» **Задача 1**
Выведите без изменений фрагмент приведенного ниже отрывка об Окене и Лудене. Фрагмент начинается со слов, содержащих «Ученики г-на Окена», и заканчивается словами «вся немецкая молодежь.».

====

Этот ультиматум был предъявлен г-ну Окену, который ответил, что ему неизвестен закон, запрещающий совмещать эти две функции, и что вплоть до появления такого закона он сохранит и кафедру, и журнал. В ответ на это заявление, в июне 1819 года, он был уволен без суда и следствия, и постоянная комиссия законодательной палаты герцога Веймарского не только позволила осуществить этот государственный переворот, но даже одобрила его противозаконность.
Ученики г-на Окена выразили протест против его увольнения, преподнеся ему золотой кубок, на котором было выгравировано следующее философское изречение:
«Тебе предлагают абсент, пей вино!»
Господин Окен вновь взялся редактировать "Изиду", и журнал становился все более популярным, поскольку его редактор считался мучеником либеральных идей, которые в ту пору разделяла вся немецкая молодежь.
Господин Луден, со своей стороны, основал в 1814 году другой журнал, "Немезиду". Это издание, как указывает его название, имело целью разжигать ненависть к французам, и в этом качестве оно было принято и даже поддержано Священным союзом; но когда был заключен мир, а с ним пришло и разочарование немецкого народа, журналист обернул свое перо против тех, кто не сдержал святое слово, только что данное перед лицом всего мира. Разница состояла лишь в том, что г-н Луден, отличавшийся более спокойным и более сдержанным характером, чем его коллега г-н Окен, проводил свои атаки не так резко и с удивительной осмотрительностью, поскольку его статьи, в которых невозможно было усмотреть выпады против кого-то конкретно, предлагали лишь исторические дискуссии, касающиеся неопровержимых фактов, "Немезида" не дала повода для преследований, и ее недруги были вынуждены дожидаться благоприятного момента, чтобы нанести по ней удар. Ссора, произошедшая между Коцебу и г-ном Луденом, предоставила им эту возможность.

====

» **Задача 2**
Извлеките из записей ниже все строки, в которых есть слово «given».

====

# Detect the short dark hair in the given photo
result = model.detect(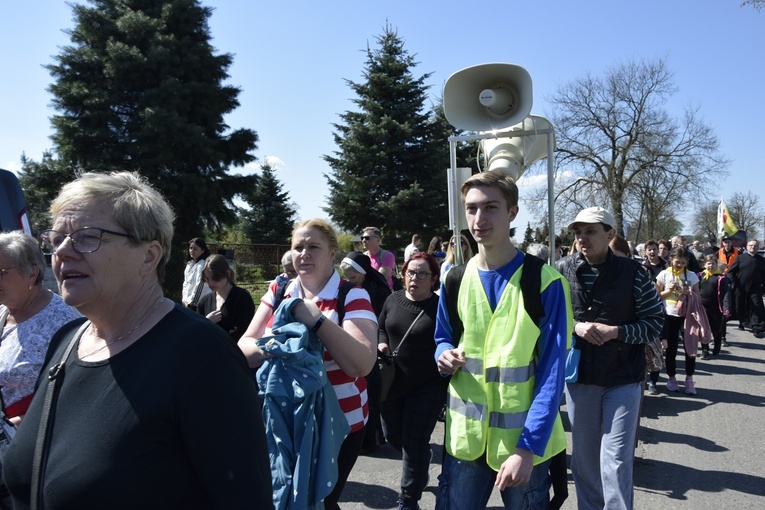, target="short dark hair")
[460,170,518,210]
[401,251,441,291]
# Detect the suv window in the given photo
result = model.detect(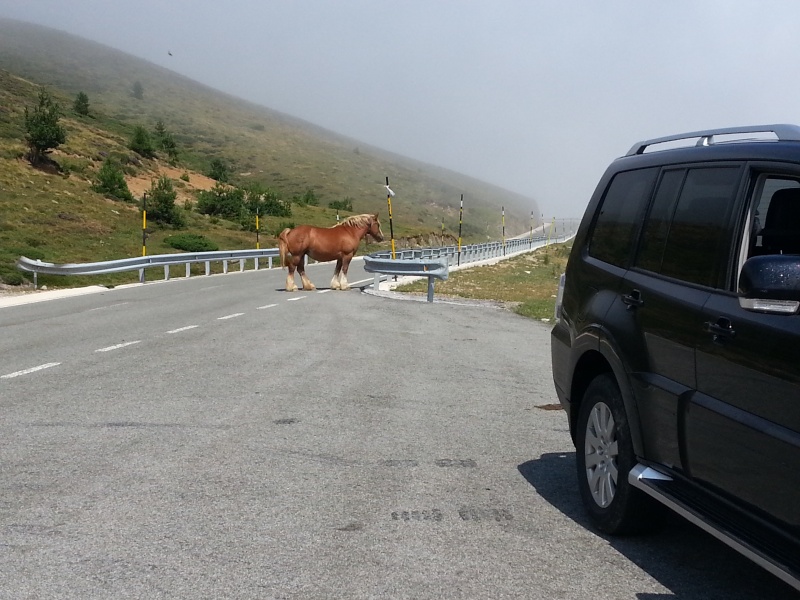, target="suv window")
[635,166,741,286]
[588,168,658,267]
[748,177,800,256]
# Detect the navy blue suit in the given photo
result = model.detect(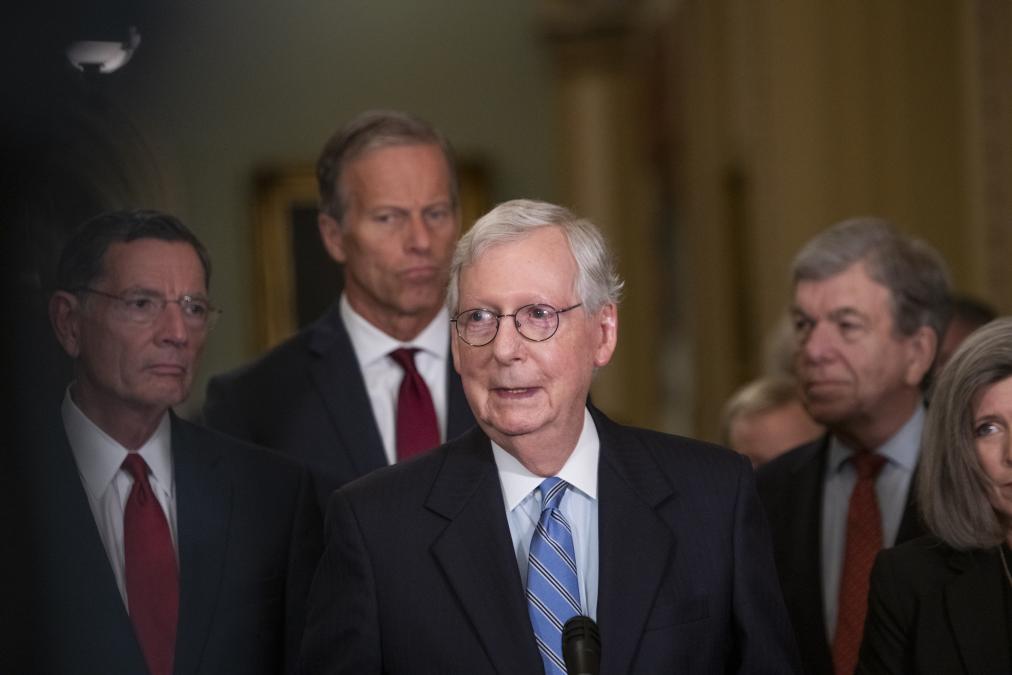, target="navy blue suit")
[18,415,322,675]
[757,435,925,675]
[203,304,475,510]
[303,412,796,675]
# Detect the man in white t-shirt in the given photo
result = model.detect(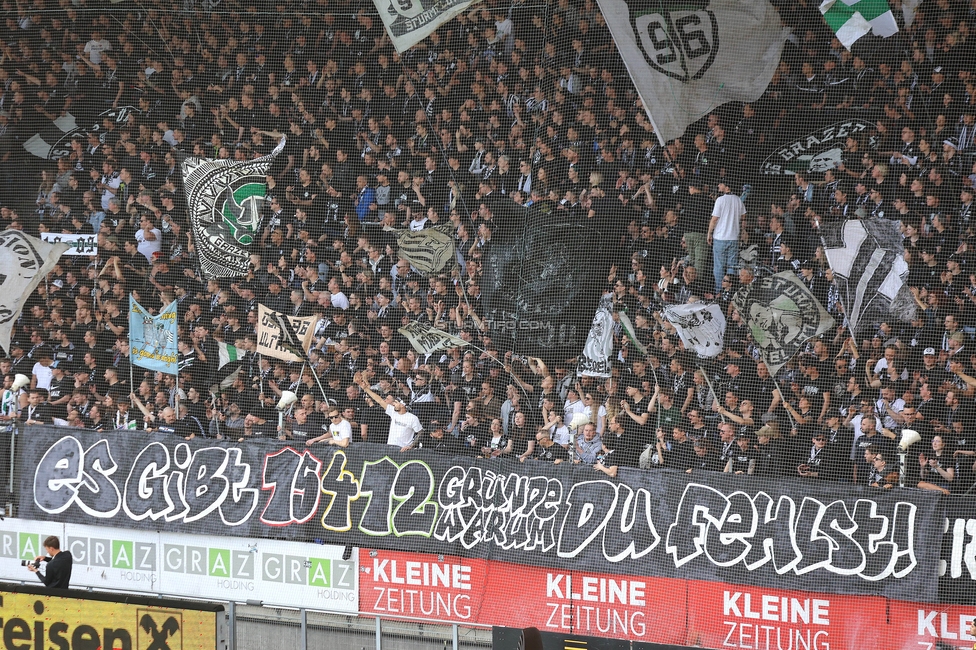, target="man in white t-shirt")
[31,349,54,390]
[708,183,746,293]
[305,408,352,447]
[355,374,424,449]
[135,215,163,264]
[328,278,349,309]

====

» **Результат 1**
Ученики г-на Окена выразили протест против его увольнения, преподнеся ему золотой кубок, на котором было выгравировано следующее философское изречение:
«Тебе предлагают абсент, пей вино!»
Господин Окен вновь взялся редактировать "Изиду", и журнал становился все более популярным, поскольку его редактор считался мучеником либеральных идей, которые в ту пору разделяла вся немецкая молодежь.

» **Результат 2**
# Detect the short dark hair in the given photo
# Detect the suv window in the given photo
# Detect the navy blue suit in the given photo
# Detect the man in white t-shirt in the given photo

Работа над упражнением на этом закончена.